• What to work on
Look through the data below for the string "metal", and copy every line where it turns up.

• Supplied data
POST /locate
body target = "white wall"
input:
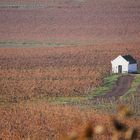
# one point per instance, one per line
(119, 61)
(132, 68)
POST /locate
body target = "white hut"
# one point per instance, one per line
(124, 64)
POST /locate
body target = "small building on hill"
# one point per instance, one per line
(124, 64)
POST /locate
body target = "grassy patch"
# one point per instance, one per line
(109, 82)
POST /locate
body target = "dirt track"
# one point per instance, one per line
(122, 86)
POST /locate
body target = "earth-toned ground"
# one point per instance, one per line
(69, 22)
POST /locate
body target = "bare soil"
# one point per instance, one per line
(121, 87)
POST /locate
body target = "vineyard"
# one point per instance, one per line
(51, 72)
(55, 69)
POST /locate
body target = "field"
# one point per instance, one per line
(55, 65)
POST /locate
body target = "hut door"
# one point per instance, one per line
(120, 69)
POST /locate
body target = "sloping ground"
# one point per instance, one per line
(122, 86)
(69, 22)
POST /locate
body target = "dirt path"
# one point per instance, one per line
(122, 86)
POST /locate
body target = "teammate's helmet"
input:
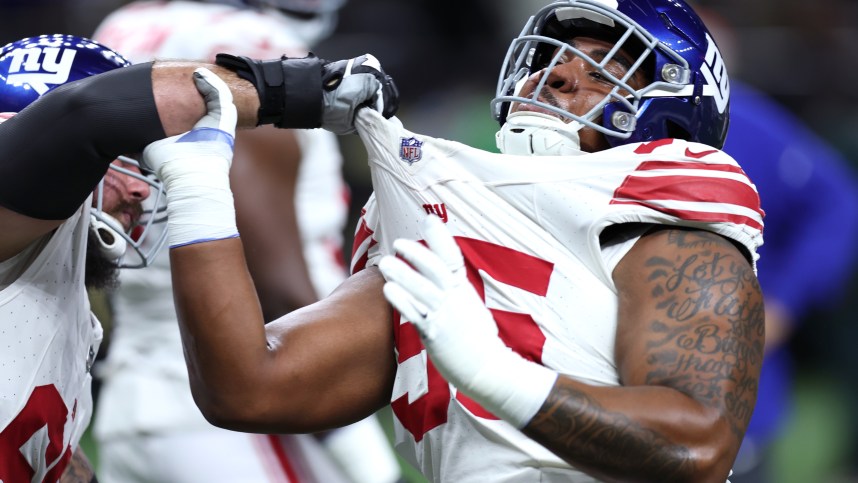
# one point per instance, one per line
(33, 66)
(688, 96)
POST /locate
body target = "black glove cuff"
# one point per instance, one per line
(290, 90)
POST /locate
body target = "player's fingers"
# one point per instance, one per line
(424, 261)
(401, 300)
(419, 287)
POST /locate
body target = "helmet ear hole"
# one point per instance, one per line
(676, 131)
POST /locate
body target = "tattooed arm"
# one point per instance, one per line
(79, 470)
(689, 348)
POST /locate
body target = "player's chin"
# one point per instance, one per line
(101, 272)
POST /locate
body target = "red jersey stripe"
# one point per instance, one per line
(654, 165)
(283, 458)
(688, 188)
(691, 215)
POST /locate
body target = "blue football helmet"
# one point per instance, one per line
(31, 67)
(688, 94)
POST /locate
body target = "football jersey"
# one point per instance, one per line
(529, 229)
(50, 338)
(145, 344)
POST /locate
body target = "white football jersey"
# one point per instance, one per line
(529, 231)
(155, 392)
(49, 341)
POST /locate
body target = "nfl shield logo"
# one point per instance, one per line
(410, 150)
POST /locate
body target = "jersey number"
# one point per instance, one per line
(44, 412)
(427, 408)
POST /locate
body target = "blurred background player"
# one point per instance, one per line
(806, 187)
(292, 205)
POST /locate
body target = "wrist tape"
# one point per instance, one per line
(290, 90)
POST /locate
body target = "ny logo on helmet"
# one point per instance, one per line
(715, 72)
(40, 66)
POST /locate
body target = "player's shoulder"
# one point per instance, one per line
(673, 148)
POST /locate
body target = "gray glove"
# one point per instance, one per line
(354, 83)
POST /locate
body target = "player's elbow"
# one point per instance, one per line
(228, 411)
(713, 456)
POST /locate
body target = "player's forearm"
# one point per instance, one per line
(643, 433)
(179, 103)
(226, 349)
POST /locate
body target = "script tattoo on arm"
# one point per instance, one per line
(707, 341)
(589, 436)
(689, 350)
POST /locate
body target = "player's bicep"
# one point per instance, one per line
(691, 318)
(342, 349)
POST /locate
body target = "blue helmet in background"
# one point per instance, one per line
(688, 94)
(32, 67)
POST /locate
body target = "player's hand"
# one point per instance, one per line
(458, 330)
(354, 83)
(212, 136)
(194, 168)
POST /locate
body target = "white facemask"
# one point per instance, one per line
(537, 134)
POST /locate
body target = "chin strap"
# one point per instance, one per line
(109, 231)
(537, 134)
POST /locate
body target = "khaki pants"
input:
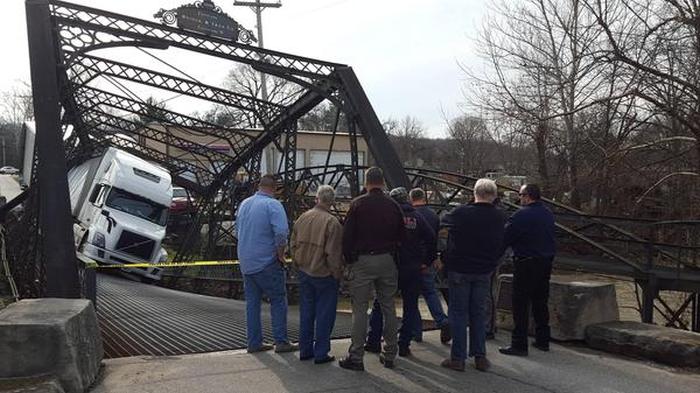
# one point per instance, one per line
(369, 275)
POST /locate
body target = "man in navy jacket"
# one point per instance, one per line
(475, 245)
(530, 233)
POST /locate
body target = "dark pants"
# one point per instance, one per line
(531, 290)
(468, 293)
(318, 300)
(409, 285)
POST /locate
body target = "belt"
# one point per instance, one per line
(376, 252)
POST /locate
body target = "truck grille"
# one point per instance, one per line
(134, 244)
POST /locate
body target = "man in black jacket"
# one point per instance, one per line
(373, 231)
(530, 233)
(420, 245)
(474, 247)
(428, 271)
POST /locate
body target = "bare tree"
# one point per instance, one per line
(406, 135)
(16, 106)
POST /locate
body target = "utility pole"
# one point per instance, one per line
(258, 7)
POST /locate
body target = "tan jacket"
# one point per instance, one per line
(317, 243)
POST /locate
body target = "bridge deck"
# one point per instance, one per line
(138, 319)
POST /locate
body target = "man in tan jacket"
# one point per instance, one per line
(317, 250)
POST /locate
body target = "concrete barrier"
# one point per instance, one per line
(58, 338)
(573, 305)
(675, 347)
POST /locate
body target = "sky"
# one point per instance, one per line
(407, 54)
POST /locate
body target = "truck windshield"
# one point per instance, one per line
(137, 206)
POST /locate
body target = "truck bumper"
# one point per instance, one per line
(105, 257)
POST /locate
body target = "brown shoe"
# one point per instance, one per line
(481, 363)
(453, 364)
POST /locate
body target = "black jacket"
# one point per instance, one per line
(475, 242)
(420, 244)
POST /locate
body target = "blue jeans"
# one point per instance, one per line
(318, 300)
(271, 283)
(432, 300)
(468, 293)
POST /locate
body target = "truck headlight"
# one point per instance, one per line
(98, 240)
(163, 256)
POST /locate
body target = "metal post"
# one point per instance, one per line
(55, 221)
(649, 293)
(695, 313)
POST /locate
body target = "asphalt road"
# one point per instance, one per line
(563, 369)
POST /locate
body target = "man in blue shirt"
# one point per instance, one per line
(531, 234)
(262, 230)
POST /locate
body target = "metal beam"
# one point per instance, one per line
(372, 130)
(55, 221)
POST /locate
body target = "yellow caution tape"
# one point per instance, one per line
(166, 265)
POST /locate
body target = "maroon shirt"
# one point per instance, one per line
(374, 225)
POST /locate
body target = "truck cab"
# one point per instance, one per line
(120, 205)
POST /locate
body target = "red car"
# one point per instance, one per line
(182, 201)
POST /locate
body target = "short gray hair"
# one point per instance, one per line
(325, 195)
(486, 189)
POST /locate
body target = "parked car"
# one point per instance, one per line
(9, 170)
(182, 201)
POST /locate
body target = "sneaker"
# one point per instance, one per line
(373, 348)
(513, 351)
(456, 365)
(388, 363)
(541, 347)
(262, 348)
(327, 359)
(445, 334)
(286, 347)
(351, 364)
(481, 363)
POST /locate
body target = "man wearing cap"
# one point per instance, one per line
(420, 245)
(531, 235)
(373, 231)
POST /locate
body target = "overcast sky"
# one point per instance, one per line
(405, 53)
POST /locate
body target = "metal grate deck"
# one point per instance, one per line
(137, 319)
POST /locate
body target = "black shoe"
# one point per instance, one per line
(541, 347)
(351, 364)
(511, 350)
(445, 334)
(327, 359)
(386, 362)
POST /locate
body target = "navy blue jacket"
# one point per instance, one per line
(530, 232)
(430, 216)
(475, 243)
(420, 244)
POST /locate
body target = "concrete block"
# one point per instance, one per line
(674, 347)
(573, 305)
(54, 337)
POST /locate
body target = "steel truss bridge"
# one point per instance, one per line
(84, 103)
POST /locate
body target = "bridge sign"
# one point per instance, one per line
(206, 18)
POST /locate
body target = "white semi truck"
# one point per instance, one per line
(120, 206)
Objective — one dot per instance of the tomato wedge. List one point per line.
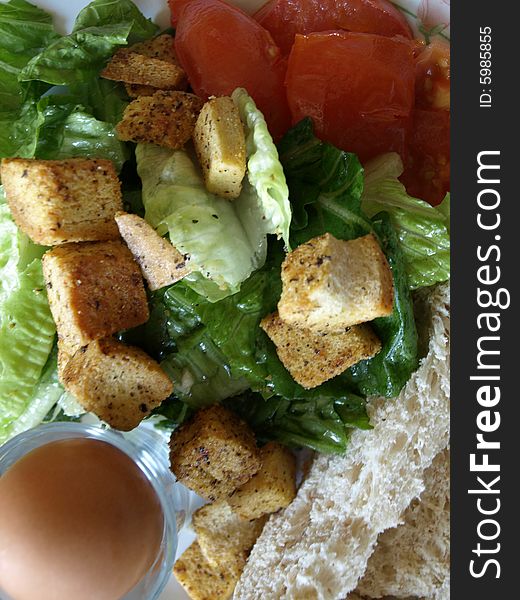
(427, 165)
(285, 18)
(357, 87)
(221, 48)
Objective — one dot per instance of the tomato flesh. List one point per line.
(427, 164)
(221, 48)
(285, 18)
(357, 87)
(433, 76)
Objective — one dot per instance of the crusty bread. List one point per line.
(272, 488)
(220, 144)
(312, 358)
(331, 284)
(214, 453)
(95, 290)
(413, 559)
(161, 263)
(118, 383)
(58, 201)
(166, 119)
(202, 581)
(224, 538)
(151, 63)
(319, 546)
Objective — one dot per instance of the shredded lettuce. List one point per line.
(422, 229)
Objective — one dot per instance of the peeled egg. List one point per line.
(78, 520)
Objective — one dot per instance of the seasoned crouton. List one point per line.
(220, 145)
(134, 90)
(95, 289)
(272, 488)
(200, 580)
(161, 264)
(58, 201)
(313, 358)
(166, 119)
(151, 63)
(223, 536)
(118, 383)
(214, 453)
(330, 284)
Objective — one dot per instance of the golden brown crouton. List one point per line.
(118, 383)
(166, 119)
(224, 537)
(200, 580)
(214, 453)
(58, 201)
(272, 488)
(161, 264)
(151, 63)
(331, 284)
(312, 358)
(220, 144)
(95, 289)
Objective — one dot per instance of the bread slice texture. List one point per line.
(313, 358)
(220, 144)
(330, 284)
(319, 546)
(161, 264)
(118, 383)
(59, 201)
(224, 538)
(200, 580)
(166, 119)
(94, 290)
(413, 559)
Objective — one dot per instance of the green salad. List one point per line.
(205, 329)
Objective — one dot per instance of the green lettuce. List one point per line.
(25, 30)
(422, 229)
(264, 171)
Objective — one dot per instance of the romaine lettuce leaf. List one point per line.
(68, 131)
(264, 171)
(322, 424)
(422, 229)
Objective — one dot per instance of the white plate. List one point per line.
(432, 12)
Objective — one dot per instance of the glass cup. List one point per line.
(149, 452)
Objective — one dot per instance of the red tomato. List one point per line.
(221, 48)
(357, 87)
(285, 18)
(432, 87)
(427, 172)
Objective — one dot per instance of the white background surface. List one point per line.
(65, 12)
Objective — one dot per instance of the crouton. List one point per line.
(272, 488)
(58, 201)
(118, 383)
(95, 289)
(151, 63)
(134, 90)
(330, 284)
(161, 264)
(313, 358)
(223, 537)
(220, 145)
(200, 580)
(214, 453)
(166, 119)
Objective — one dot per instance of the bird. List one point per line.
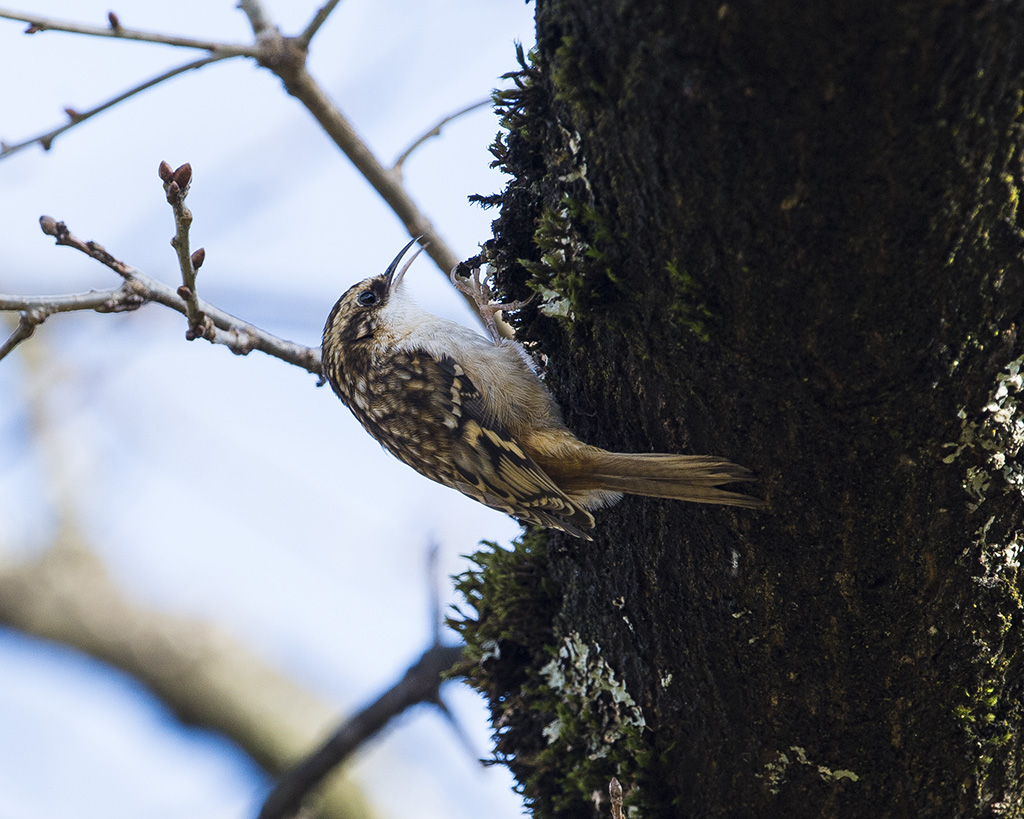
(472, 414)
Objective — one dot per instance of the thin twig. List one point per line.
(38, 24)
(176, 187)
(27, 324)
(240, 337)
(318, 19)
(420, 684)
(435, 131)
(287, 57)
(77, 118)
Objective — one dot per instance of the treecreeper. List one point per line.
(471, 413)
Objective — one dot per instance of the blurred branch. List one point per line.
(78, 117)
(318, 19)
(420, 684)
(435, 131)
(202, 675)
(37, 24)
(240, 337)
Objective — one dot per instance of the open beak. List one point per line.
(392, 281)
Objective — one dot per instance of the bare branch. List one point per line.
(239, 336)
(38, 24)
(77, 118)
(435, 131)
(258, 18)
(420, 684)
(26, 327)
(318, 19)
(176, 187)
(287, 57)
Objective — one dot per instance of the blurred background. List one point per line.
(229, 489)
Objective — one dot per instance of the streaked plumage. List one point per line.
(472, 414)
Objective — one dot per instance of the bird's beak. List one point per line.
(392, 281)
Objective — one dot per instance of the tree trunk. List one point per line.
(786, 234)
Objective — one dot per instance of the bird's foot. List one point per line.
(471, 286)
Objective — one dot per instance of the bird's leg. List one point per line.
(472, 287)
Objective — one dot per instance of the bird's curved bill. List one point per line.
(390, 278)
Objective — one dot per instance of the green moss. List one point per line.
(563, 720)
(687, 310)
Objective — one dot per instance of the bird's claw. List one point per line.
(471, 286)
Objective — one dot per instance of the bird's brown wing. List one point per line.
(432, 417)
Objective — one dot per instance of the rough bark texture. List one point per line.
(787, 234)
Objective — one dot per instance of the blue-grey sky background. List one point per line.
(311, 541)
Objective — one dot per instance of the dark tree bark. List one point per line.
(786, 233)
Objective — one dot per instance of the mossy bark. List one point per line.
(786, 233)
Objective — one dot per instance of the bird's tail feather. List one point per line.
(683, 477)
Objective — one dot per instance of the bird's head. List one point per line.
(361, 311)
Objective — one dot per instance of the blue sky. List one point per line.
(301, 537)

• Final answer
body target = "metal post"
body target = "metal beam"
body target = "metal grate deck"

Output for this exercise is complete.